→ OBJECTIVE 1
Answer these questions about the forum post on PDF text extraction below, one line each:
(a) To which file path does the extraction code write its output?
(b) What font size does the font-changing code set?
(c) Under what file path is the document saved after the font change?
→ OBJECTIVE 2
Translate this sentence from the forum post on PDF text extraction below into Spanish: "It also does not copy the formulas in a pdf document."
→ OBJECTIVE 3
Decide whether each statement agrees with the forum post on PDF text extraction below. Answer yes or no, and quote the words from the post that settle it.
(a) The attached formula is an image.
(b) The extraction code uses the Pure text formatting mode.
(c) The font-changing code passes page 4 to the absorber.

Hi,I am using the following code snippet to extract text.
Document pdfDocument = new Document("c:/documents/testdata/Entire_Proposal_1410329.pdf");
//Text Device
TextDevice textDevice = new TextDevice();
//Extraction Options
TextExtractionOptions extractionOptions = new TextExtractionOptions(TextExtractionOptions.TextFormattingMode.Pure);
textDevice.setExtractionOptions(extractionOptions);
textDevice.process(pdfDocument.getPages().get_Item(4), "c:/documents/testdata/Extracted.doc");
But the above code does not extract all the text, in some cases where the text is using Calbiri and Cambria font it shows blank in the Extarcted.doc. It also does not copy the formulas in a pdf document. I have attached one of the formuls in the pdf document. The formula is not an image.
Can you please guide me what am I doing wrong.
I also tried the below code to change the font and save it as a new pdf file but it does not change the font.
TextFragmentAbsorber absorber = new TextFragmentAbsorber(new TextEditOptions(TextEditOptions.FontReplace.RemoveUnusedFonts));
pdfDocument.getPages().get_Item(1).accept(absorber);
for(TextFragment textFragment: (Iterable)absorber.getTextFragments())
{
if(textFragment.getTextState().getFont().getFontName().equalsIgnoreCase("Cambria") ||
textFragment.getTextState().getFont().getFontName().equalsIgnoreCase("Calibri") ||
textFragment.getTextState().getFont().getFontName().equalsIgnoreCase("Calibri-Bold")){
textFragment.getTextState().setFontStyle(FontStyle.CourierBold);
textFragment.getTextState().setFontSize(20);
}
}
pdfDocument.save("c:/documents/testdata/fontschanged1.pdf");
Regards,
Rajeev Mathur

→ RECORDS SHOWN
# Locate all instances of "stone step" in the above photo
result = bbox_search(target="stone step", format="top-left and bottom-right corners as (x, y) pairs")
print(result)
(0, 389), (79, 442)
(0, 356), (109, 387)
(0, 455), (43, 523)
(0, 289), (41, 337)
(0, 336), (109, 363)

--

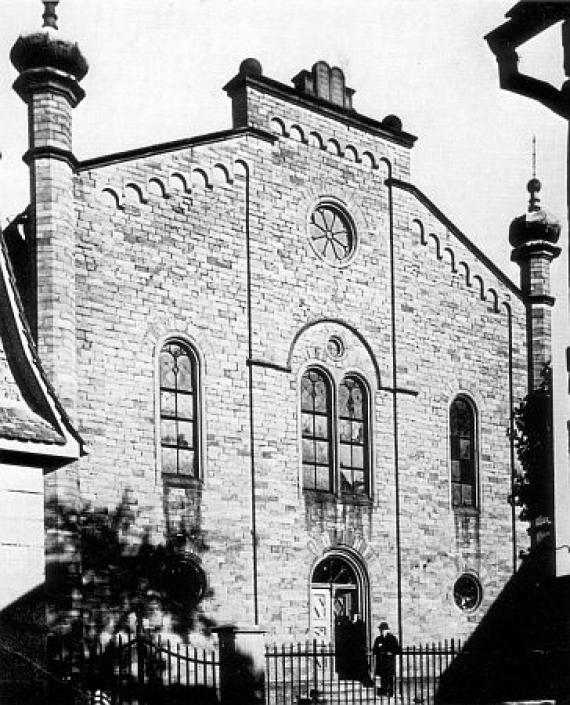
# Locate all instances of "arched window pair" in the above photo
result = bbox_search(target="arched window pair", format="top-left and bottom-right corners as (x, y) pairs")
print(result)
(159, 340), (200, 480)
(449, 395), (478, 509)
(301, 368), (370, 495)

→ WORKED SOLUTION 1
(a) c:/documents/testdata/Extracted.doc
(b) 20
(c) c:/documents/testdata/fontschanged1.pdf

→ WORKED SOLUTION 2
Tampoco copia las fórmulas de un documento PDF.

→ WORKED SOLUTION 3
(a) No: "The formula is not an image."
(b) Yes: "TextExtractionOptions.TextFormattingMode.Pure"
(c) No: "pdfDocument.getPages().get_Item(1).accept(absorber);"